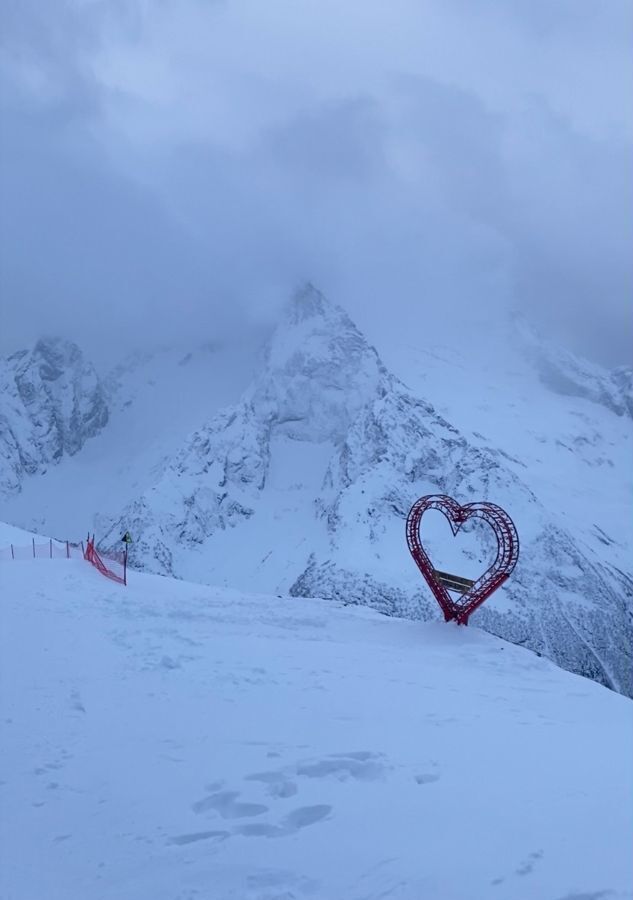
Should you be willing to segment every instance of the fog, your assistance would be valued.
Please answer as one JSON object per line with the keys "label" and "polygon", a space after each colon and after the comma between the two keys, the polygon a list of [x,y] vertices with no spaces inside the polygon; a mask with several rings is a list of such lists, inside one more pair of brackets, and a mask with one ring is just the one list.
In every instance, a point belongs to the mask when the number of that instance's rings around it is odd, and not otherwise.
{"label": "fog", "polygon": [[633,361],[628,2],[0,17],[2,352],[235,338],[309,278],[372,335],[518,310]]}

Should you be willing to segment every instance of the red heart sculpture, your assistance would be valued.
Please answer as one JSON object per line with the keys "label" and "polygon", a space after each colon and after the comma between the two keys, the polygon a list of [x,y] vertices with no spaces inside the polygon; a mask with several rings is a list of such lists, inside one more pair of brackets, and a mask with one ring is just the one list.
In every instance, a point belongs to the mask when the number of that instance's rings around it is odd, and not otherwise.
{"label": "red heart sculpture", "polygon": [[[468,519],[483,519],[497,538],[497,558],[457,602],[450,597],[444,583],[438,578],[420,540],[420,520],[427,509],[439,509],[448,519],[454,535]],[[455,619],[459,625],[468,624],[468,617],[510,577],[519,558],[519,536],[514,522],[505,510],[494,503],[467,503],[460,506],[445,494],[429,494],[416,500],[407,516],[407,543],[444,613],[444,618],[447,622]],[[450,576],[444,576],[445,581],[447,577]]]}

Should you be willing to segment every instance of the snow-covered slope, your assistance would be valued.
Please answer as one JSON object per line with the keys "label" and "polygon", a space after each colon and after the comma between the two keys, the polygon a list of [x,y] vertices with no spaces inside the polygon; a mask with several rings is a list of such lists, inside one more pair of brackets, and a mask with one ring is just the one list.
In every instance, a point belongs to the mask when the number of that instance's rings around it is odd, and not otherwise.
{"label": "snow-covered slope", "polygon": [[[618,427],[624,421],[599,411]],[[192,434],[105,542],[129,529],[134,560],[150,571],[431,618],[404,544],[406,513],[425,493],[490,499],[515,519],[522,556],[478,623],[633,693],[633,590],[623,560],[607,552],[608,532],[595,519],[590,534],[586,516],[575,525],[559,514],[519,452],[449,424],[386,369],[343,310],[308,287],[242,400]],[[463,542],[441,518],[429,515],[425,528],[439,568],[480,574],[492,553],[485,527]]]}
{"label": "snow-covered slope", "polygon": [[[256,359],[252,340],[125,358],[102,381],[107,427],[44,477],[24,477],[21,492],[3,500],[4,518],[42,533],[83,537],[97,526],[98,514],[115,515],[151,484],[186,434],[239,398]],[[13,421],[4,395],[2,412]]]}
{"label": "snow-covered slope", "polygon": [[58,338],[0,359],[0,396],[0,495],[76,454],[108,421],[94,368]]}
{"label": "snow-covered slope", "polygon": [[477,628],[0,564],[0,896],[631,900],[631,701]]}
{"label": "snow-covered slope", "polygon": [[[308,287],[263,363],[241,338],[138,354],[104,380],[107,427],[23,478],[4,517],[70,539],[131,530],[137,565],[189,580],[431,618],[406,511],[428,492],[490,499],[522,553],[478,624],[633,693],[631,373],[520,323],[456,327],[446,346],[379,337],[380,357]],[[476,577],[490,535],[453,541],[433,515],[436,564]]]}

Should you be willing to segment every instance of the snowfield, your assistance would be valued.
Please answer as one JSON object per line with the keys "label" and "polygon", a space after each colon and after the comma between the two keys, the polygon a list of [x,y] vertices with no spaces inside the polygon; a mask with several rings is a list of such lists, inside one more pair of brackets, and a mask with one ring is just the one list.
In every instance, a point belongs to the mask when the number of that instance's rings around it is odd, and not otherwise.
{"label": "snowfield", "polygon": [[624,900],[633,706],[476,627],[0,564],[3,900]]}

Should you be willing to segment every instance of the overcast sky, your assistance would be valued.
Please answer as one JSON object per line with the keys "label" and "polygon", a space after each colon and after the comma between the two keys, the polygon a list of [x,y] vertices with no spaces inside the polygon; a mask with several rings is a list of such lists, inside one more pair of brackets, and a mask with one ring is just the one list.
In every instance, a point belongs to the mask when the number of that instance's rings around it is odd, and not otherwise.
{"label": "overcast sky", "polygon": [[[0,349],[522,310],[631,362],[630,0],[6,0]],[[428,339],[428,338],[427,338]]]}

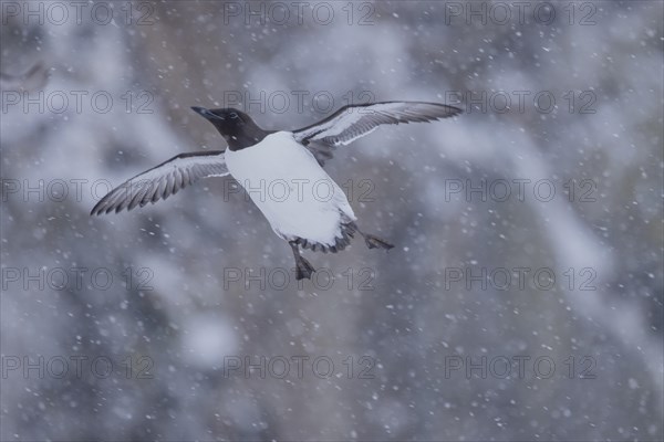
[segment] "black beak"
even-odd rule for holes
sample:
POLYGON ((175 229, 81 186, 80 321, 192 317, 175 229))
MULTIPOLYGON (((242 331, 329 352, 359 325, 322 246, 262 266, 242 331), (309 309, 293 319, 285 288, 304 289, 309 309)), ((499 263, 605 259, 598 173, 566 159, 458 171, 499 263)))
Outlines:
POLYGON ((203 117, 205 117, 207 119, 224 119, 219 115, 212 114, 210 110, 206 109, 205 107, 191 106, 191 110, 194 110, 195 113, 201 115, 203 117))

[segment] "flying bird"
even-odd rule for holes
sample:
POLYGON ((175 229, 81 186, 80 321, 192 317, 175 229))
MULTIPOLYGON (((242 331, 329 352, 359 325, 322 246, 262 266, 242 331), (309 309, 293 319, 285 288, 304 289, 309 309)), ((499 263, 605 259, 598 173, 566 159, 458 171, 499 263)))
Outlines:
POLYGON ((274 233, 290 244, 297 280, 310 278, 315 271, 300 249, 336 253, 355 233, 370 249, 394 246, 360 230, 346 196, 323 170, 335 149, 380 125, 432 122, 461 113, 454 106, 423 102, 347 105, 319 123, 290 131, 261 129, 235 108, 191 109, 217 128, 228 149, 177 155, 113 189, 90 214, 144 207, 201 178, 230 175, 248 191, 274 233), (279 191, 257 191, 269 188, 279 191))

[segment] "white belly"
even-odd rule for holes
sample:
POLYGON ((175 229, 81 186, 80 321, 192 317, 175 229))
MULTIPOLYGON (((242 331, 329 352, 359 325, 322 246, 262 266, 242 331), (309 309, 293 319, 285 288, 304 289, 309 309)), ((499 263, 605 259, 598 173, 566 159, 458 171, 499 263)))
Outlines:
POLYGON ((268 135, 256 146, 226 151, 230 175, 245 188, 274 232, 334 245, 341 223, 355 214, 341 188, 291 133, 268 135))

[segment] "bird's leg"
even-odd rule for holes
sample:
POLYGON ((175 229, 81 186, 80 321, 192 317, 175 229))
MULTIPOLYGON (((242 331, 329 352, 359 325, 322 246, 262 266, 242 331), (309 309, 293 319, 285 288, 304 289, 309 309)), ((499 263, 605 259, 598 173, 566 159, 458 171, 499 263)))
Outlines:
POLYGON ((376 235, 372 235, 370 233, 364 233, 363 231, 361 231, 357 228, 357 225, 354 225, 354 228, 364 238, 364 243, 366 244, 366 246, 369 249, 385 249, 385 250, 390 250, 390 249, 394 248, 394 244, 391 244, 387 241, 382 240, 382 239, 380 239, 376 235))
POLYGON ((311 280, 311 274, 315 272, 315 269, 300 254, 300 248, 294 241, 288 242, 293 251, 295 257, 295 280, 300 281, 303 278, 311 280))

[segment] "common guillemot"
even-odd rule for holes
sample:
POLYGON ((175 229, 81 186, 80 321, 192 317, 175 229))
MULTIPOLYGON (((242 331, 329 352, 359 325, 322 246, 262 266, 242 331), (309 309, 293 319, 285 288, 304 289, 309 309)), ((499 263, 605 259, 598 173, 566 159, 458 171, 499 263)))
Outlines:
POLYGON ((300 248, 336 253, 360 233, 370 249, 392 249, 380 238, 364 233, 345 193, 323 170, 336 147, 345 146, 384 124, 432 122, 461 113, 438 103, 382 102, 347 105, 328 118, 298 130, 263 130, 249 115, 235 108, 191 107, 209 120, 228 144, 227 150, 180 154, 125 181, 92 209, 92 214, 132 210, 168 198, 200 178, 231 175, 286 240, 295 259, 295 277, 310 278, 315 271, 300 248), (279 196, 266 194, 278 183, 279 196), (325 185, 325 196, 318 192, 325 185), (309 189, 302 186, 309 185, 309 189), (314 186, 317 190, 314 190, 314 186))

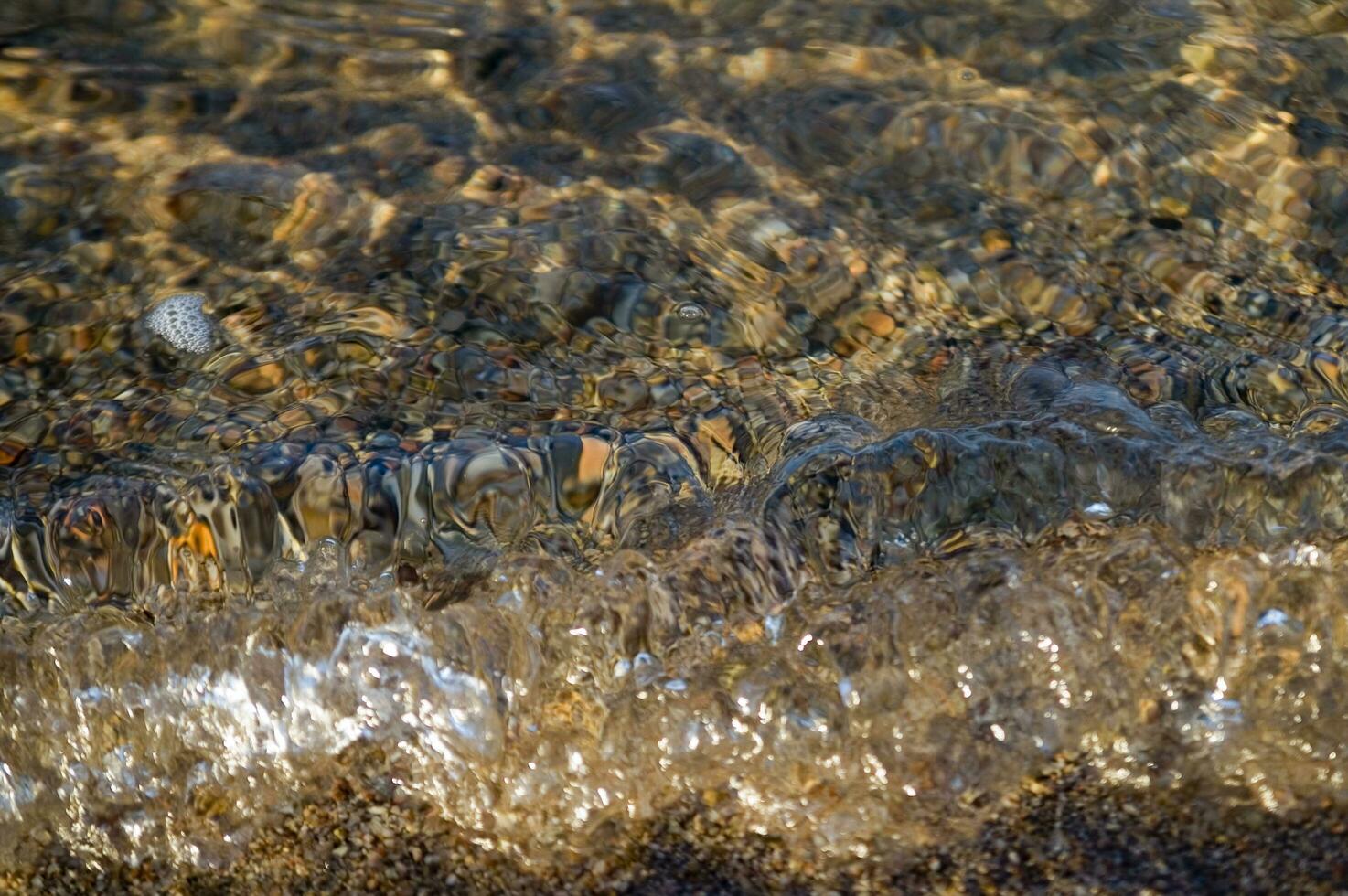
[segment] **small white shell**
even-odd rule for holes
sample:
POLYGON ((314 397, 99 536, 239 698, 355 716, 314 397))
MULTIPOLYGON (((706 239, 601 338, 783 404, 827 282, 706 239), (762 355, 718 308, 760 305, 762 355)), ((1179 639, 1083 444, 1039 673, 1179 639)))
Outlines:
POLYGON ((175 292, 146 315, 150 331, 179 352, 205 354, 216 348, 216 323, 201 310, 201 292, 175 292))

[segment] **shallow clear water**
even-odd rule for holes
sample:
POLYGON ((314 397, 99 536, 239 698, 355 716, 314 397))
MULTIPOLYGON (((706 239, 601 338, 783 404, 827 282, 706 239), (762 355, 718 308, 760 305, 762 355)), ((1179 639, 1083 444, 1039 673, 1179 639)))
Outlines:
POLYGON ((0 11, 0 843, 1337 804, 1348 19, 0 11))

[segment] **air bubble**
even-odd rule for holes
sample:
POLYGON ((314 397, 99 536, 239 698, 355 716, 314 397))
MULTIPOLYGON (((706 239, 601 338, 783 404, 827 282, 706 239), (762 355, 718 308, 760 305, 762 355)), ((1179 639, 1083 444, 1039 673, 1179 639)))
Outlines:
POLYGON ((683 302, 674 309, 674 313, 681 321, 701 321, 706 317, 706 309, 697 302, 683 302))
POLYGON ((201 292, 170 295, 146 315, 146 326, 179 352, 205 354, 216 348, 216 325, 202 310, 201 292))

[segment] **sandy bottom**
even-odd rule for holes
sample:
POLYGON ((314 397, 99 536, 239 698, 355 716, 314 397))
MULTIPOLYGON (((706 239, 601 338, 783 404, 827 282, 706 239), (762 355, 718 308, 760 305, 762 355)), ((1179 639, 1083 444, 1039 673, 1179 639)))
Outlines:
POLYGON ((976 835, 903 856, 816 868, 708 795, 594 856, 528 869, 469 842, 364 757, 280 810, 225 868, 93 864, 35 837, 26 864, 0 870, 0 893, 1343 893, 1345 834, 1343 808, 1217 810, 1062 763, 976 835))

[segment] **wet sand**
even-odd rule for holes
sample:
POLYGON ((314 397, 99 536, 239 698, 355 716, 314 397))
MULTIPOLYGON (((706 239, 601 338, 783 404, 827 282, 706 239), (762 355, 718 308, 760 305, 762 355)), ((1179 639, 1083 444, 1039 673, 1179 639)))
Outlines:
POLYGON ((30 843, 0 893, 1341 893, 1348 812, 1219 807, 1198 788, 1111 786, 1058 763, 973 837, 824 870, 744 829, 733 800, 670 807, 593 856, 523 868, 469 842, 387 772, 350 769, 271 819, 229 865, 81 861, 30 843))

________________

■ **Stated task**: Reproduce the rows above starting at the line that contains "[segment] **shallow clear water**" and ending at the line that contains "POLYGON ((0 11, 0", keeping both of those lines.

■ **Exercise solution**:
[segment] **shallow clear water**
even-odd rule for holes
sample:
POLYGON ((314 397, 99 536, 239 698, 355 716, 314 397))
MULTIPOLYGON (((706 239, 601 338, 783 404, 827 282, 706 239), (762 355, 718 308, 760 305, 762 355)), ((1179 639, 1083 444, 1039 673, 1179 639)))
Outlines:
POLYGON ((0 11, 0 843, 1337 804, 1348 19, 0 11))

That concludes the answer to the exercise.